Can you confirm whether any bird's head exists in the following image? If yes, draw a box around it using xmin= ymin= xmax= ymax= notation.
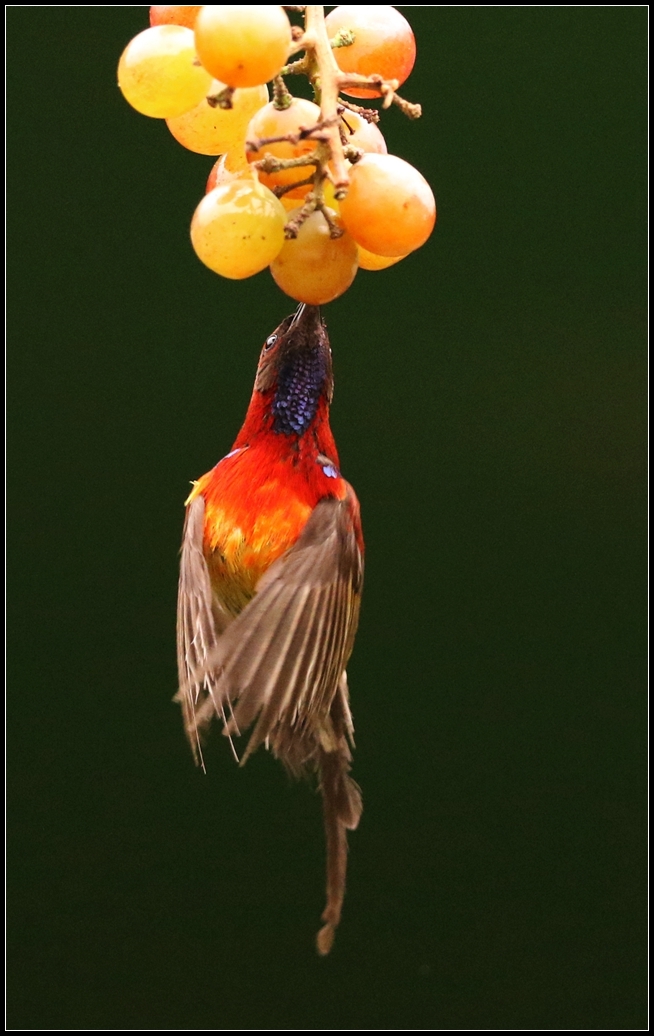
xmin=254 ymin=303 xmax=334 ymax=435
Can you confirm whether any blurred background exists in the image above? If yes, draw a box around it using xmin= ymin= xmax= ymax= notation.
xmin=7 ymin=6 xmax=648 ymax=1030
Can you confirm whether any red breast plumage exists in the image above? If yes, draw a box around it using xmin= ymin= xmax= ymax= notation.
xmin=177 ymin=306 xmax=364 ymax=954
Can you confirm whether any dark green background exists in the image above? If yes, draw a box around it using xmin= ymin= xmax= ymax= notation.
xmin=8 ymin=6 xmax=647 ymax=1030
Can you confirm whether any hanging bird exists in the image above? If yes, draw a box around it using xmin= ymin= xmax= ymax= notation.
xmin=177 ymin=305 xmax=364 ymax=954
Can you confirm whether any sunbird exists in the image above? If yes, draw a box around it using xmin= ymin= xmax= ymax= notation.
xmin=176 ymin=305 xmax=364 ymax=955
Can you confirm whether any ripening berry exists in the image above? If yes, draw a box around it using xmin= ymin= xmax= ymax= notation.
xmin=118 ymin=25 xmax=211 ymax=119
xmin=195 ymin=4 xmax=291 ymax=86
xmin=191 ymin=177 xmax=286 ymax=281
xmin=340 ymin=154 xmax=436 ymax=256
xmin=324 ymin=4 xmax=416 ymax=97
xmin=271 ymin=209 xmax=359 ymax=306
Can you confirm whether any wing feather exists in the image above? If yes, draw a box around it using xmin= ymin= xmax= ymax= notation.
xmin=198 ymin=488 xmax=363 ymax=757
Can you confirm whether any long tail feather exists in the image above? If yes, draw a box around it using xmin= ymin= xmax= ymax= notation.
xmin=316 ymin=749 xmax=362 ymax=956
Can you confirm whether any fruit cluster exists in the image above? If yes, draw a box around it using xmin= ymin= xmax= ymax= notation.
xmin=118 ymin=4 xmax=436 ymax=305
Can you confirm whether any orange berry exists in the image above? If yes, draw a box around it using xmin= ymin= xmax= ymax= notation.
xmin=340 ymin=154 xmax=436 ymax=256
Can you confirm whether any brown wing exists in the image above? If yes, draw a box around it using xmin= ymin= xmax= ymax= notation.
xmin=197 ymin=484 xmax=363 ymax=772
xmin=175 ymin=496 xmax=230 ymax=766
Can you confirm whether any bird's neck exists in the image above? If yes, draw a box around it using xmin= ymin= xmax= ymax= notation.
xmin=232 ymin=386 xmax=338 ymax=466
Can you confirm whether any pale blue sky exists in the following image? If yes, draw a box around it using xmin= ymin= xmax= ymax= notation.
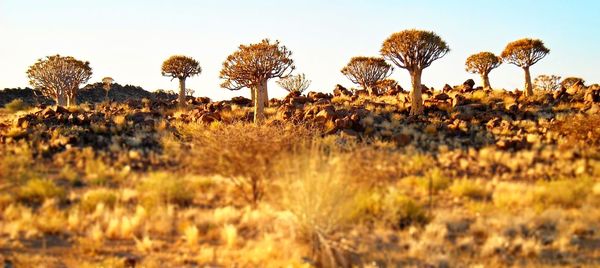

● ● ● ● ●

* **WHAT YOU SHOULD DO**
Copy out every item above word for word, leaving out the pictures.

* **CORRECT RESPONSE**
Can you confirm whether any bird's head exists in the following image? If yes, draw a box around it using xmin= ymin= xmax= ymax= notation.
xmin=254 ymin=303 xmax=334 ymax=435
Can you confirm whether any blurred background exists in the image above? If yes, draw a box around it using xmin= ymin= xmax= ymax= notation.
xmin=7 ymin=6 xmax=648 ymax=1030
Can you confirm whether any red breast plumage exists in the image above? If yes, draw a box around it using xmin= ymin= xmax= ymax= notation.
xmin=177 ymin=306 xmax=364 ymax=954
Can you confirm whether any dark green background exists in the image above? If yes, draw a box around it using xmin= ymin= xmax= ymax= notation.
xmin=8 ymin=6 xmax=647 ymax=1030
Can you confirm whether any hanging bird exists in the image above? If yes, draw a box around it using xmin= ymin= xmax= ymax= notation.
xmin=177 ymin=305 xmax=364 ymax=954
Can you confirm whether any sunbird exists in the image above? If yes, draw a box around it using xmin= ymin= xmax= ymax= notation.
xmin=176 ymin=305 xmax=364 ymax=955
Can you confirm whether any ripening berry exists in the image above? If yes, draw a box around it using xmin= ymin= xmax= ymax= notation.
xmin=118 ymin=25 xmax=211 ymax=119
xmin=195 ymin=4 xmax=291 ymax=86
xmin=191 ymin=177 xmax=286 ymax=281
xmin=340 ymin=154 xmax=436 ymax=256
xmin=324 ymin=4 xmax=416 ymax=97
xmin=271 ymin=209 xmax=359 ymax=306
Can you confirm whether any wing feather exists in the image above? If yes, draw a box around it using xmin= ymin= xmax= ymax= notation.
xmin=198 ymin=488 xmax=363 ymax=757
Can you confirm whether any long tail feather exists in the image above? If yes, draw a box around it using xmin= ymin= xmax= ymax= notation.
xmin=316 ymin=749 xmax=362 ymax=956
Can you confirm whether any fruit cluster exists in the image above? If yes, draw a box around it using xmin= ymin= xmax= ymax= notation.
xmin=118 ymin=4 xmax=436 ymax=305
Can you confirm whether any orange berry exists in the image above? If yes, draw a box around it using xmin= ymin= xmax= ymax= notation.
xmin=340 ymin=154 xmax=436 ymax=256
Can you confirm whether any brown wing exists in the image above? If yes, draw a box around it using xmin= ymin= xmax= ymax= notation.
xmin=197 ymin=484 xmax=363 ymax=772
xmin=175 ymin=496 xmax=230 ymax=766
Can you confirm whether any bird's neck exists in the image above? If yes, draw a box around it using xmin= ymin= xmax= ymax= notation.
xmin=232 ymin=386 xmax=338 ymax=466
Can you confirm whether any pale blue sky exists in the following image? If yes, draw a box around it using xmin= ymin= xmax= ymax= notation.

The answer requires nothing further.